◆ DOCUMENT PASSAGE
In A Peculiar Tragedy, my biography of Clark, I argued that he lost his poetic gifts when he sold out to the union. Deep down he himself knew this, though he still craved fame, which was why, unbeknown to me, he had also employed the services of another writer to pen a parallel biography—both of which were to be launched at the Lagos Boat Club on 10 December 2011, by which time we were already in court. By all accounts, Professor Femi Osofisan’s launch was a tremendous success, with the Who’s Who of Lagos in attendance. Soyinka, with whom Clark had reconciled some years previously, presided over the event.
Clark had died in the middle of what turned out to be a fortnight of peaceful protests at police brutality.

◆ COLLECTED DATA
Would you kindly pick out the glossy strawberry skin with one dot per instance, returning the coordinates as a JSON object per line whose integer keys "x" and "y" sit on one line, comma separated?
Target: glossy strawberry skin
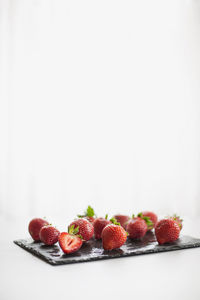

◆ WHAT IS NEEDED
Please print the passage about the two biographies of Clark in full, word for word.

◆ ANSWER BOX
In A Peculiar Tragedy, my biography of Clark, I argued that he lost his poetic gifts when he sold out to the union. Deep down he himself knew this, though he still craved fame, which was why, unbeknown to me, he had also employed the services of another writer to pen a parallel biography—both of which were to be launched at the Lagos Boat Club on 10 December 2011, by which time we were already in court. By all accounts, Professor Femi Osofisan’s launch was a tremendous success, with the Who’s Who of Lagos in attendance. Soyinka, with whom Clark had reconciled some years previously, presided over the event.
Clark had died in the middle of what turned out to be a fortnight of peaceful protests at police brutality.